▼▼▼

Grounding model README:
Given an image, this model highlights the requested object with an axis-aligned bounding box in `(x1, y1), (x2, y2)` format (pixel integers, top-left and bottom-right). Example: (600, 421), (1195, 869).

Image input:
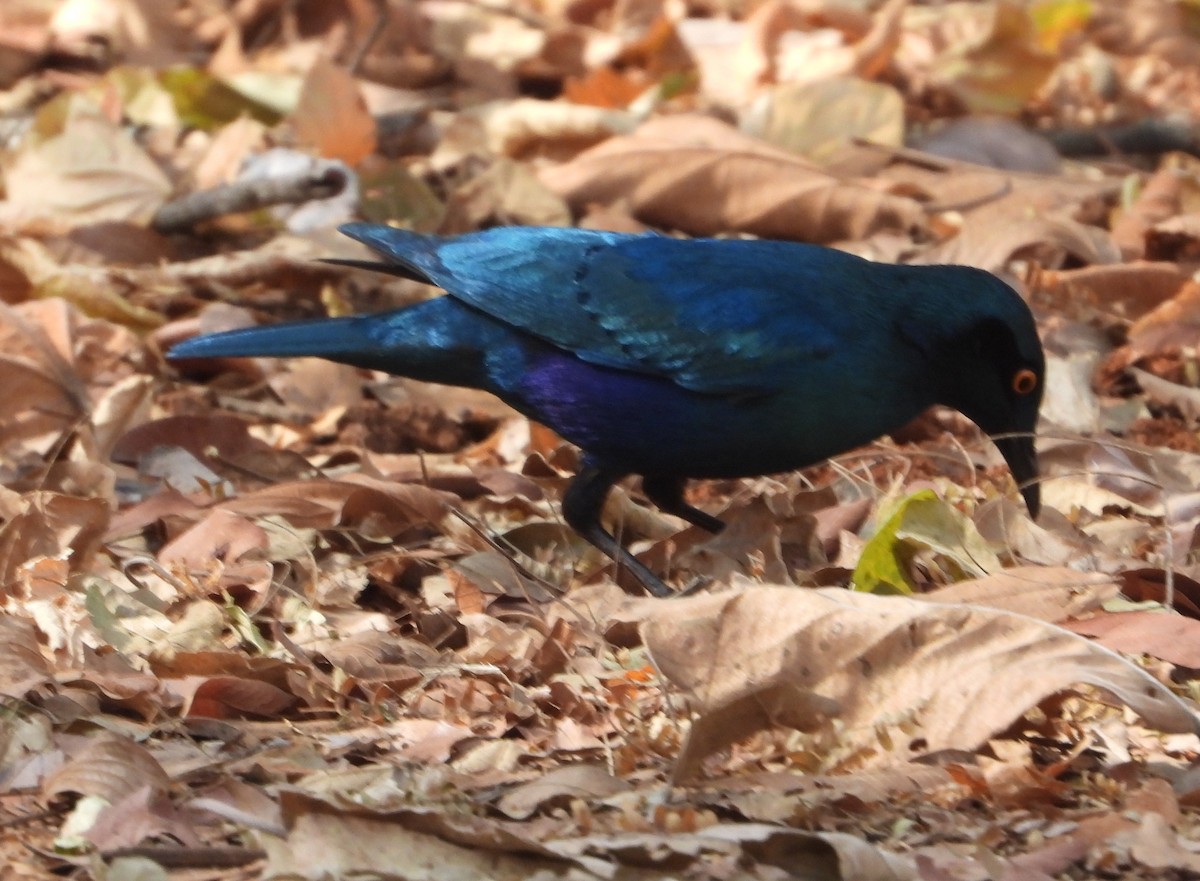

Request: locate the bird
(168, 223), (1045, 598)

▲▲▲

* [THE PROBLEM]:
The answer is the full listing above, reproduced character for character, minus its images.

* [ANSWER FOR THE TASK]:
Grounding model README:
Given an image, this model highlights the requested object with an axis-aligned bounding box in `(x1, y1), (x2, y2)` format (pixel integers, top-left and bottom-right). Example: (600, 421), (1195, 869).

Image input:

Request: locate the bird
(168, 223), (1045, 598)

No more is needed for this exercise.